# start of Records shown

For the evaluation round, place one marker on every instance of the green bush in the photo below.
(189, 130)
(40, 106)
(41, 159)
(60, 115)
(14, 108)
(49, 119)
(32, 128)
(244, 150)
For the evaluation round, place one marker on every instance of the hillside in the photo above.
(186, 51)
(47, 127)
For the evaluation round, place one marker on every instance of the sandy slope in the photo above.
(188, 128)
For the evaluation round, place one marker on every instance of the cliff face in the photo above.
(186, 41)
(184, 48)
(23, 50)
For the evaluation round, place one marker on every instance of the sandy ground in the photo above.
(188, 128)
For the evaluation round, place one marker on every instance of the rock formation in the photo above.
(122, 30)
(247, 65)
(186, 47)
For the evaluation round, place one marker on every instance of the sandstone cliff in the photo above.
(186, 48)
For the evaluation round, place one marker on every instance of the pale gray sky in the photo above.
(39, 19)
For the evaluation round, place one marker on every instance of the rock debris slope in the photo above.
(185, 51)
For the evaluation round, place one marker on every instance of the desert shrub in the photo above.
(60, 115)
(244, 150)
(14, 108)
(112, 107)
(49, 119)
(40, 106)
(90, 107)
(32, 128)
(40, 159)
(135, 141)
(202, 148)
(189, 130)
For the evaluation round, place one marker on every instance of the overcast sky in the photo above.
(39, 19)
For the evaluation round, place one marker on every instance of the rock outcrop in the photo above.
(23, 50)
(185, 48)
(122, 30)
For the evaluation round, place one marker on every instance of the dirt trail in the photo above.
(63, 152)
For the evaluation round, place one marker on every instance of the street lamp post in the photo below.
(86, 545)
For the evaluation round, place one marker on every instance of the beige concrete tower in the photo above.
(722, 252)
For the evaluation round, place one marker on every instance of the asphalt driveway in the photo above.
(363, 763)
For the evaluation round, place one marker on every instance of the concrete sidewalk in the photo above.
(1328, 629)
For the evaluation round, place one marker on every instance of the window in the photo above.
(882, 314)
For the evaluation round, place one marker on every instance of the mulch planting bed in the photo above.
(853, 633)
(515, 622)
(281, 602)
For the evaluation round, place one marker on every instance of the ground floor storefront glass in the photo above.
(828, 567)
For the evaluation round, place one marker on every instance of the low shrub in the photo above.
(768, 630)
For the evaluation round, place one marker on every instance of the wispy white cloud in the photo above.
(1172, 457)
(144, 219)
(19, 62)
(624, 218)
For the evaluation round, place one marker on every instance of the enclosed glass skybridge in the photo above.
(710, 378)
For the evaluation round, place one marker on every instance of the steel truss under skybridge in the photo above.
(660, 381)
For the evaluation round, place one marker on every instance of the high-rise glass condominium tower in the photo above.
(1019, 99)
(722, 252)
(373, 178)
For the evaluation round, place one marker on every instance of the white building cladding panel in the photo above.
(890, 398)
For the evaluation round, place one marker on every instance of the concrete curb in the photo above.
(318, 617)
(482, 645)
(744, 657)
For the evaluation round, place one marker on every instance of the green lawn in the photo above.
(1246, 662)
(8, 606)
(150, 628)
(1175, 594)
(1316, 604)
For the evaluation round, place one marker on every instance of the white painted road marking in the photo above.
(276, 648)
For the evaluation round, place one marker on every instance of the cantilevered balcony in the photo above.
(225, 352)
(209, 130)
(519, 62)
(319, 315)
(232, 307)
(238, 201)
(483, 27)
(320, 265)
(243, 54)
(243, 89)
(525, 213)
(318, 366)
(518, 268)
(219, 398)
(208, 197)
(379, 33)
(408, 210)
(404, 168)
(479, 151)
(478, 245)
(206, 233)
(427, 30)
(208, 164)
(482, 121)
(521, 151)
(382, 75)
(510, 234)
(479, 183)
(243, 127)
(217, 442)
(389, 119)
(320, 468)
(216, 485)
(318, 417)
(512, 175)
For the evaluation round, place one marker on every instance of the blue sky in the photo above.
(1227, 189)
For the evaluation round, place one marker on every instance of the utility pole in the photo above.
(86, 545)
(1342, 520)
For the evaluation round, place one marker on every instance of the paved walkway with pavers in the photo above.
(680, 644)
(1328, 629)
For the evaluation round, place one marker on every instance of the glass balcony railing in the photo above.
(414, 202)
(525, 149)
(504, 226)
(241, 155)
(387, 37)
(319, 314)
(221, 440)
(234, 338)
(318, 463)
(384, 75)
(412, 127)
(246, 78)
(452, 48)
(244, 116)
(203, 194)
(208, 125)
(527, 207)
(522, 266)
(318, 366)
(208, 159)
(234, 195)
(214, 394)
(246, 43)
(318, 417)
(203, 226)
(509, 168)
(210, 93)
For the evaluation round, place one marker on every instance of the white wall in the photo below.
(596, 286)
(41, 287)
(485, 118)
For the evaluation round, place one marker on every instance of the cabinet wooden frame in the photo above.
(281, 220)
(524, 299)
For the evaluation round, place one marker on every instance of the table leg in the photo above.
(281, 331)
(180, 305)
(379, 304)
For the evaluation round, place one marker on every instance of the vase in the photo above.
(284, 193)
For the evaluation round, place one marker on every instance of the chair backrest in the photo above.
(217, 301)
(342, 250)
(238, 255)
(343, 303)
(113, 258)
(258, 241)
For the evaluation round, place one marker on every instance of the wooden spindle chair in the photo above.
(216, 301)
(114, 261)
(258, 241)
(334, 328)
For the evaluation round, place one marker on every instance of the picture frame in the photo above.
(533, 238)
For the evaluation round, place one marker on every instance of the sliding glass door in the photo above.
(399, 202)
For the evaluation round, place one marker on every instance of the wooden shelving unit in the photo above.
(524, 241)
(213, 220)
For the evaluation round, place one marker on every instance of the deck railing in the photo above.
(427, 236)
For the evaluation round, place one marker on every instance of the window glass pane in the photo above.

# end of Records shown

- _Goal_:
Copy every line from the one containing "backrest in the photo above." through the end of the items, including both ends and the requests, and add -103 to each coordinate in the answers.

- _Output for this exercise_:
For the evaluation round, place one marker on every instance of the chair backrest in the photo above.
(114, 198)
(239, 147)
(135, 152)
(240, 200)
(10, 155)
(155, 138)
For the evaluation round, place one marker on every instance of the wooden spindle chair in the photo above.
(113, 198)
(11, 158)
(155, 138)
(231, 225)
For the evaluation round, place one marker on every instance of the picture frame in the photo above.
(430, 135)
For the evaluation round, place one marker on every instance of the sliding glass door in the photo above.
(296, 99)
For the evaluation round, place one marker on every instance of the wooden shelving unit in the photo above.
(421, 138)
(110, 117)
For the evaluation round, place one marker on every instance of the deck railing in the photo above.
(324, 133)
For the evaluation round, place one marker on every instance of the window glass pane in the photo above.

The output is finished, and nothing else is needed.